── Data provided
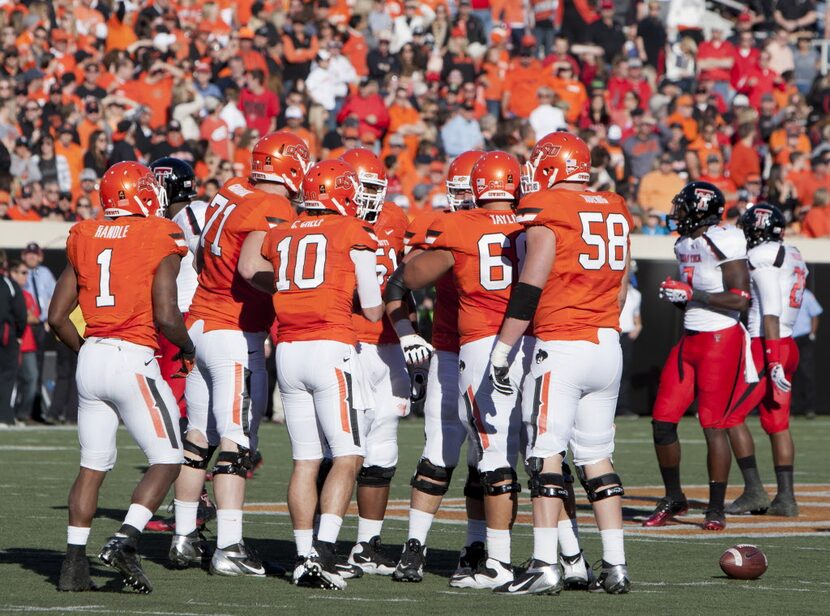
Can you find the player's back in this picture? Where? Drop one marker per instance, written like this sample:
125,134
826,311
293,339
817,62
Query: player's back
315,276
581,293
389,229
115,262
445,317
224,300
486,245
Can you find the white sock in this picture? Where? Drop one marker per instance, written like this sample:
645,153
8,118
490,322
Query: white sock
568,538
138,516
77,535
228,527
186,513
545,544
419,524
366,529
329,527
304,538
613,549
498,544
476,531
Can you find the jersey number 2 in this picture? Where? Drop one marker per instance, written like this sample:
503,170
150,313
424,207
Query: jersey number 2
612,250
105,299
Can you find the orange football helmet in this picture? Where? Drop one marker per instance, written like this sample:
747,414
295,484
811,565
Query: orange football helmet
557,157
496,177
458,180
130,189
371,175
331,185
280,157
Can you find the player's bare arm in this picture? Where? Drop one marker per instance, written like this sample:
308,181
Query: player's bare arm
64,301
252,266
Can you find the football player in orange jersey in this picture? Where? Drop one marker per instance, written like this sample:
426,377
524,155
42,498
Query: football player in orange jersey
384,367
572,285
481,248
229,320
319,261
443,429
122,271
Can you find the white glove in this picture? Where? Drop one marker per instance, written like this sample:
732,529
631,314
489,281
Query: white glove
416,350
778,378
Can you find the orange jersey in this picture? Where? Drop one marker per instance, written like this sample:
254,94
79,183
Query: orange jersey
445,317
315,276
389,229
592,243
115,262
223,299
485,245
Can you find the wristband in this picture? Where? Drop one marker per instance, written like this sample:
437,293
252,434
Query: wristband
772,351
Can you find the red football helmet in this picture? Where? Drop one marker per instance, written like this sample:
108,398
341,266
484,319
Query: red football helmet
458,180
331,185
131,189
280,157
557,157
371,175
495,177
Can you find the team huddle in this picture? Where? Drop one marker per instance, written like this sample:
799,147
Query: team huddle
531,271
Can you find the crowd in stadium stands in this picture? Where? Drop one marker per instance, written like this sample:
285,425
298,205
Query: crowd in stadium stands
663,92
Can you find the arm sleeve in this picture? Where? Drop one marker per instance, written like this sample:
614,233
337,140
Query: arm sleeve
365,268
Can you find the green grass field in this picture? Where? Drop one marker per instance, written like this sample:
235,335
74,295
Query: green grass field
674,570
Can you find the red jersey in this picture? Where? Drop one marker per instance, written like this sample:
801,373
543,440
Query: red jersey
592,243
445,316
485,245
389,229
223,299
315,276
115,262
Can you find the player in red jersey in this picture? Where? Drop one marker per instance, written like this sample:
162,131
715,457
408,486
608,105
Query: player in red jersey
778,275
572,285
122,272
480,248
708,361
318,262
383,365
229,321
444,431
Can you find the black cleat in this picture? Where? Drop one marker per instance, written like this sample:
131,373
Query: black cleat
410,567
75,573
121,554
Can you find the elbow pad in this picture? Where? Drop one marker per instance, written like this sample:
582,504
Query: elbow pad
396,290
523,302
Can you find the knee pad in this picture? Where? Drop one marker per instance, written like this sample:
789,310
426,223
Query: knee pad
473,488
548,485
505,473
440,475
375,476
602,487
664,432
235,462
204,453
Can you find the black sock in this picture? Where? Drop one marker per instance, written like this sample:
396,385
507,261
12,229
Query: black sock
717,494
671,479
749,469
784,477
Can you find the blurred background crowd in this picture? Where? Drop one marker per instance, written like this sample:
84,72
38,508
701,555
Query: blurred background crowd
663,92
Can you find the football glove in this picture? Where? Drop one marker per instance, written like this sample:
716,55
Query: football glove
418,384
778,378
416,350
675,291
188,360
500,368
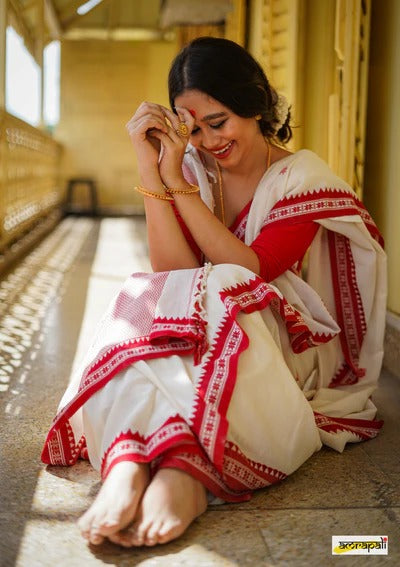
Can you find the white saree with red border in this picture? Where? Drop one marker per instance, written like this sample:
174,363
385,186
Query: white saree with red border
232,379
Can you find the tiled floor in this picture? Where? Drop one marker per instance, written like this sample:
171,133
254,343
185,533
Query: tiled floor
49,303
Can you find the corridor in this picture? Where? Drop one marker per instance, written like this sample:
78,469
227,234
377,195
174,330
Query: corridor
50,302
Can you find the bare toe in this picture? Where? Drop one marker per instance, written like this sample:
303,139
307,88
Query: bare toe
116,504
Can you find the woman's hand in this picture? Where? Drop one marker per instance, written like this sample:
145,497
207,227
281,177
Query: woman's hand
147,120
173,146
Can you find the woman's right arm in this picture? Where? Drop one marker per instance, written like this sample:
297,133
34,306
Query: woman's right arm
168,247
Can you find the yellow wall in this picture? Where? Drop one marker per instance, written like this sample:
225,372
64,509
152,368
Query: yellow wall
318,74
102,83
382,162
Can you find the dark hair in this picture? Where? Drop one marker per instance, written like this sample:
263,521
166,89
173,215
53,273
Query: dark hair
228,73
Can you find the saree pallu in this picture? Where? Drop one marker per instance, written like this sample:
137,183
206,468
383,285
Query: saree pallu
235,380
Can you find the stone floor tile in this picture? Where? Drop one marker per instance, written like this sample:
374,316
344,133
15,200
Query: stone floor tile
216,539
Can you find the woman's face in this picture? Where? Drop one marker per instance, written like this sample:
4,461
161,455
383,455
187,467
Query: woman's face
219,132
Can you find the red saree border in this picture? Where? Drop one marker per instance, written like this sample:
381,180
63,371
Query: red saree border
349,309
362,428
188,336
218,378
319,204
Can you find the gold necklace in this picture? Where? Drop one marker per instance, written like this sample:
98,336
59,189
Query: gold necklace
221,195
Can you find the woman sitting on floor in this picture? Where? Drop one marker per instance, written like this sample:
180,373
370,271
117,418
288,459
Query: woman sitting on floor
228,367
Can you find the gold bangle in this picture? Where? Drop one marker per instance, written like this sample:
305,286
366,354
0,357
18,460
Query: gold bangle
194,189
144,191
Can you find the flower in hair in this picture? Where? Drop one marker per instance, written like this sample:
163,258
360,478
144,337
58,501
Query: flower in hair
281,112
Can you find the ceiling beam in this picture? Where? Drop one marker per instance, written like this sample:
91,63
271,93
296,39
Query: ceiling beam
24,31
52,21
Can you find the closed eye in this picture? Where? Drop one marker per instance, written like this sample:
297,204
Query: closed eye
213,126
218,125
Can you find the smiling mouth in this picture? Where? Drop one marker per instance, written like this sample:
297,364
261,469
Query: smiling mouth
223,150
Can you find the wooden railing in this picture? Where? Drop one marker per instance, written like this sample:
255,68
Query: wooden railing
30,193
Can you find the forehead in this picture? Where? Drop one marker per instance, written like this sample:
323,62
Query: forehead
202,103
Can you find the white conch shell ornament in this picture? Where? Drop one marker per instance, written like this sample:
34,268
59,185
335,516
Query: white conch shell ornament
281,112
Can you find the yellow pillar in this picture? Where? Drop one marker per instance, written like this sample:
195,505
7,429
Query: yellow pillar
3,28
39,47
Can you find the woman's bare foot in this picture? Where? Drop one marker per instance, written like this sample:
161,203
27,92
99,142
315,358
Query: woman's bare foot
116,504
169,505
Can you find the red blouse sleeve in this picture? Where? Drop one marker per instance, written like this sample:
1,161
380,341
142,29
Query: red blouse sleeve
188,236
278,248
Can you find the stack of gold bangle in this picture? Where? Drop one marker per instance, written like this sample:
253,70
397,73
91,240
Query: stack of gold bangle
169,191
147,193
193,189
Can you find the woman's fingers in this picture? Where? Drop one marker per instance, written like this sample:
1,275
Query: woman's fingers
145,125
186,116
176,120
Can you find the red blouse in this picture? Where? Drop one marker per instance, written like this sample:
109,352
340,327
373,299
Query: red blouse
278,247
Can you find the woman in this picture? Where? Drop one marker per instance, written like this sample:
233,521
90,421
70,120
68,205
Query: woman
227,368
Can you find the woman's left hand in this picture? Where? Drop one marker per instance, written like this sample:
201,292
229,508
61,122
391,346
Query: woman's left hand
173,146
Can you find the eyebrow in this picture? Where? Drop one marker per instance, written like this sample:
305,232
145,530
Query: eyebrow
212,116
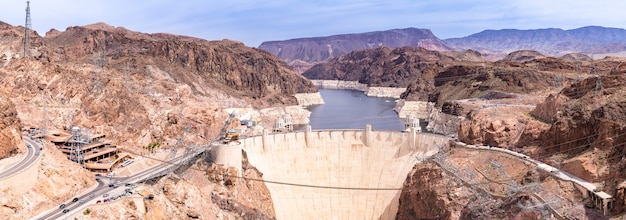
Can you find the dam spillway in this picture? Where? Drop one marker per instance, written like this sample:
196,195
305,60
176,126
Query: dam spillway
338,174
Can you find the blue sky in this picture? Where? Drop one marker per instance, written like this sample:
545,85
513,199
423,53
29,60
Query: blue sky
255,21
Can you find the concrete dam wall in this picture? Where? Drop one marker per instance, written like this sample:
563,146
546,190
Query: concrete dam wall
342,174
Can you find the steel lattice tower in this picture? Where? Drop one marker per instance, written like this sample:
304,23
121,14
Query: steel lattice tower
77,142
27,27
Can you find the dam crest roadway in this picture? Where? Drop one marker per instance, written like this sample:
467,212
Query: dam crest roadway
351,174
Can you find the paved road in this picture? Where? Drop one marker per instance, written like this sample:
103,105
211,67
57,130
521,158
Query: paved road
103,187
550,169
33,153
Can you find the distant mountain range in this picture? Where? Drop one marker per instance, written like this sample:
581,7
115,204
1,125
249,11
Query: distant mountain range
551,41
317,49
492,44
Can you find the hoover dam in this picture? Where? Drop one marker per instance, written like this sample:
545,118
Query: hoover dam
334,174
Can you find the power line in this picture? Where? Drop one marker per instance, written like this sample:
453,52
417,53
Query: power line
27,27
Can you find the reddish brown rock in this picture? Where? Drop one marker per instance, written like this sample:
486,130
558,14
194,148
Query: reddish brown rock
10,129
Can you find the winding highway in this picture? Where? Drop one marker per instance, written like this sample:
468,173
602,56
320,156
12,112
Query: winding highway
119,183
33,148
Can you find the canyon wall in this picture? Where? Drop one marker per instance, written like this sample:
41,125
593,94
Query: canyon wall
10,125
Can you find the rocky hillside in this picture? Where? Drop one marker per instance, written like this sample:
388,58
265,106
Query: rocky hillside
318,49
551,41
143,88
204,191
471,184
10,129
586,133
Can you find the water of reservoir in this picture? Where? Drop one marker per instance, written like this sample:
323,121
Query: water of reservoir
351,109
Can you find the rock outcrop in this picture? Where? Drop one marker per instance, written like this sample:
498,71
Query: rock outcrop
382,66
469,184
10,129
143,88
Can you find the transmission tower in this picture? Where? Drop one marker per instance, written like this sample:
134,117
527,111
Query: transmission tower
77,141
27,27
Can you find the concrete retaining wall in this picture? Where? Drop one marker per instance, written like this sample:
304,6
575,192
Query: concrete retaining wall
227,155
332,173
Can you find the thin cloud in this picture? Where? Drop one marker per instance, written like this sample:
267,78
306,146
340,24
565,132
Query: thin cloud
255,21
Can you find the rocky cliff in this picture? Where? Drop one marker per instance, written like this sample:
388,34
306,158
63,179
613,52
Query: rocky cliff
10,129
143,88
468,184
382,66
318,49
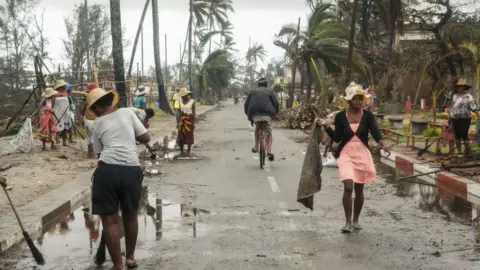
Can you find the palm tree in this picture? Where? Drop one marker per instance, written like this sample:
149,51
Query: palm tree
216,72
322,43
162,97
217,14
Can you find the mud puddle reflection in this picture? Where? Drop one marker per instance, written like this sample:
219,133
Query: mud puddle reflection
429,197
434,199
73,243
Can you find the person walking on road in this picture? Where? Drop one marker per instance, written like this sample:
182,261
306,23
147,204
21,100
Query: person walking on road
355,162
3,182
48,127
117,181
140,100
186,122
62,106
176,103
262,106
460,119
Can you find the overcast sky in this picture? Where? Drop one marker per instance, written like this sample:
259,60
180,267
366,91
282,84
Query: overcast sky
257,19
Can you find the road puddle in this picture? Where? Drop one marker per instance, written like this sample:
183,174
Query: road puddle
434,199
72,243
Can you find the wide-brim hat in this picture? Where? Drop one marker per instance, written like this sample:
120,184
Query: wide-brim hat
352,90
59,83
184,91
94,96
49,92
463,83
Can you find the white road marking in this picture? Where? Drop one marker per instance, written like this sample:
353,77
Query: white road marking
273,184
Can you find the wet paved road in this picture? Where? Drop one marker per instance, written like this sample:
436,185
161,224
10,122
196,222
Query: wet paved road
247,218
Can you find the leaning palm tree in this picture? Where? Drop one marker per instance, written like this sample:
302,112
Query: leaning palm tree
216,72
322,43
218,14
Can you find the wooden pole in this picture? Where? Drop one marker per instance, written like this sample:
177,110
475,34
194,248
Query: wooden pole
351,43
190,26
117,50
143,66
166,63
137,36
181,63
89,70
294,68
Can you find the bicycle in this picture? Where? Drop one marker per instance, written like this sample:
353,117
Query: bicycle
261,136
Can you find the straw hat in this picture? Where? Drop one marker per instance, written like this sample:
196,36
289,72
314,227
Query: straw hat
352,90
96,94
140,91
49,92
91,86
463,82
59,83
183,92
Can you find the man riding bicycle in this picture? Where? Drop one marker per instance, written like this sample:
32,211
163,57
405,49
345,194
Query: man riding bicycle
261,105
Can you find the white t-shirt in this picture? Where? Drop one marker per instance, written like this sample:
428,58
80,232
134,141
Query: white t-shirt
114,137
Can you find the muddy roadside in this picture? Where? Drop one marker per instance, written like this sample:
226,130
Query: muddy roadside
39,172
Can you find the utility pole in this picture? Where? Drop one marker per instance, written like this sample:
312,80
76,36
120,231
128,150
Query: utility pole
190,82
181,63
166,63
88,41
294,69
351,43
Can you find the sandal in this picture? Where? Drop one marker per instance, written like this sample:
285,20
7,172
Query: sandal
131,265
357,227
347,229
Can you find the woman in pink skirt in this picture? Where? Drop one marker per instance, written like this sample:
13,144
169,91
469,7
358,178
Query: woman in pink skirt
354,159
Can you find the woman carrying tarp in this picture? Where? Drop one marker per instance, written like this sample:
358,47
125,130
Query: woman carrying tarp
186,122
460,119
354,159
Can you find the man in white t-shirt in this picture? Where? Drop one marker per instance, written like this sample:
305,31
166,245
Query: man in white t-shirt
117,181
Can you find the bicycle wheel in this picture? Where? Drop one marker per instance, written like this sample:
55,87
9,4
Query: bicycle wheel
262,153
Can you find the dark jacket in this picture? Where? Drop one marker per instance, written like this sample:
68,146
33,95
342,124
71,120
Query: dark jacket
343,133
261,102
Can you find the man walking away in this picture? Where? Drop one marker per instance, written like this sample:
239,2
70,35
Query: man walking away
261,105
117,181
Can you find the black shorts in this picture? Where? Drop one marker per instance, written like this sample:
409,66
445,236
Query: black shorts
460,128
114,187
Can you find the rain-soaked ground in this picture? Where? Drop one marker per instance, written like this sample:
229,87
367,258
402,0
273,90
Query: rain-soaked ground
72,243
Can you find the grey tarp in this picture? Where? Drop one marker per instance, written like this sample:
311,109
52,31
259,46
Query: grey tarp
310,177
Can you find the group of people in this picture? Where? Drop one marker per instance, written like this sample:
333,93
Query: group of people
352,127
57,116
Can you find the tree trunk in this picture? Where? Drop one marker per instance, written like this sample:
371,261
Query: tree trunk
309,84
139,31
162,97
117,51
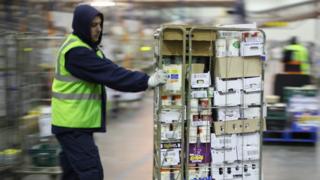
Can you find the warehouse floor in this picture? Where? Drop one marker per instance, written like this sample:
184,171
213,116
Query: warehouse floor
126,150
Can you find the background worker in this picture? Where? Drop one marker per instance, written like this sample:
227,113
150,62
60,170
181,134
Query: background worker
78,94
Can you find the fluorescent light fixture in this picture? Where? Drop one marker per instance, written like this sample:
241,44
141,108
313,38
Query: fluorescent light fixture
103,3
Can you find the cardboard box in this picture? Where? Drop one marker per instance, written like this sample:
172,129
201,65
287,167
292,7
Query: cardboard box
173,34
252,84
248,139
203,35
170,157
228,113
227,99
200,80
250,113
237,67
202,48
251,48
237,126
251,98
236,171
172,48
221,156
224,141
168,174
174,82
225,85
197,68
170,116
199,153
248,153
171,131
201,120
193,134
200,172
199,94
204,134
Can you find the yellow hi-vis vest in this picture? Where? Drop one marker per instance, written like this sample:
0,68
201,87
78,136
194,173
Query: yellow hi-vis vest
300,53
75,103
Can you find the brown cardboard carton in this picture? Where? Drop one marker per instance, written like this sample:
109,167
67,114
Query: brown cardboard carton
172,48
202,48
203,35
173,34
236,67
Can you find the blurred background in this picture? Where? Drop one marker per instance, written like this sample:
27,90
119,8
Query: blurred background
31,32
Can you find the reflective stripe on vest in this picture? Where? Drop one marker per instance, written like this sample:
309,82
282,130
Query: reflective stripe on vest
75,103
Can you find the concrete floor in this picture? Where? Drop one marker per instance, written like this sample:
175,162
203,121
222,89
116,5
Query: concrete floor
126,150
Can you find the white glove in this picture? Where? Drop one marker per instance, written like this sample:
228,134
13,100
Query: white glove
158,78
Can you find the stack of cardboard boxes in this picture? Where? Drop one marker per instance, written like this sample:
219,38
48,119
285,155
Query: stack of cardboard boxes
221,87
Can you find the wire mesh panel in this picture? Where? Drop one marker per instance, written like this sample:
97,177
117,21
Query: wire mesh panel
170,105
224,99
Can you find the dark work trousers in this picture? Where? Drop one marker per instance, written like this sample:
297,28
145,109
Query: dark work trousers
79,157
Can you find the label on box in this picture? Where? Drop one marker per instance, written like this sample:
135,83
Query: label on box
251,98
200,80
199,153
227,99
170,157
225,85
251,49
204,133
199,173
201,120
170,131
199,94
248,153
170,116
251,113
223,141
252,84
228,113
174,81
221,156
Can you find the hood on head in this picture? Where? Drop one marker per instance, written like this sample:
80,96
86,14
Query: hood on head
83,15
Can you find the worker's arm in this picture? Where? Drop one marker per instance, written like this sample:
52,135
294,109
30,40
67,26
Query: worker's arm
84,64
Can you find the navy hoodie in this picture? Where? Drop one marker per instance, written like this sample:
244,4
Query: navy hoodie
86,65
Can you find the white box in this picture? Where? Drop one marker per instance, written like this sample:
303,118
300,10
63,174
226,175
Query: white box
251,48
167,175
221,156
252,98
224,141
193,134
170,157
174,81
167,134
202,172
251,113
228,113
252,84
236,171
170,116
200,80
199,94
227,99
227,172
224,85
248,153
204,133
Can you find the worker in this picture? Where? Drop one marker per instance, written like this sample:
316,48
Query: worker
78,94
296,57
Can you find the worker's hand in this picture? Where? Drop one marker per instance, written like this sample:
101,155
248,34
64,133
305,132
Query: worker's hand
158,78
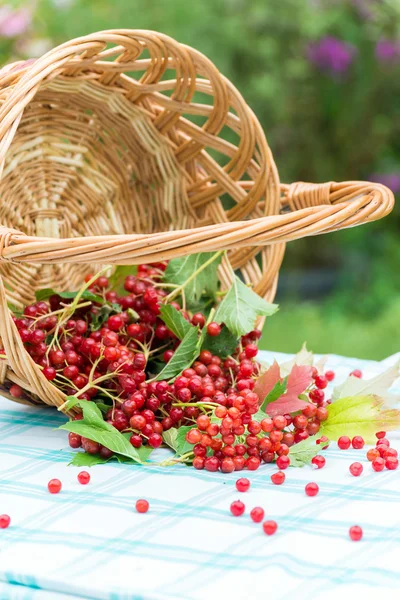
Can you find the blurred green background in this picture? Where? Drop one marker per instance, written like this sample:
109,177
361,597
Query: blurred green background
323,78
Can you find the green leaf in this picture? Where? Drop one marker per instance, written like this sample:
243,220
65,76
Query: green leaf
83,459
93,427
301,454
359,415
169,437
240,308
223,344
179,270
117,279
184,356
86,295
182,446
175,321
277,391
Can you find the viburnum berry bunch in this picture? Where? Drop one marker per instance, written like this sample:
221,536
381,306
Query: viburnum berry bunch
158,354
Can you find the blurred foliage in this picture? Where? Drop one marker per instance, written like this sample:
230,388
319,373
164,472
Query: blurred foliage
323,78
────
### Exercise objective
Omit the pictures and print again exactly the lines from the one with "Can you find the worker's hand" through the final line of the entries, both ends included.

### Reply
Can you find the worker's hand in this picture? Where? Drop one marker per instance, written like this sample:
101,155
248,34
64,133
305,132
Query: worker's hand
158,78
Can you find the blurred green background in this picture? Where? Drop one marker per instance, written like this sample:
109,177
361,597
Query: blurred green background
323,78
Can you find the green leaf in this picture? Where? Drop one marker per instance, written like this sample:
243,220
65,76
Query: green leaf
83,459
93,427
301,454
359,415
169,437
240,308
223,344
179,270
117,279
184,356
86,295
182,446
175,321
277,391
Can you find the viburnum berry bunch in this picture? Where? Drop one marker per instance, written like this sample:
221,536
381,306
Query: viburnum berry bunch
158,354
Can you find the blurred foliage in this picture? Where? Drop one marker per instance, written like this sample:
230,388
319,373
164,472
Query: blurred foliage
323,78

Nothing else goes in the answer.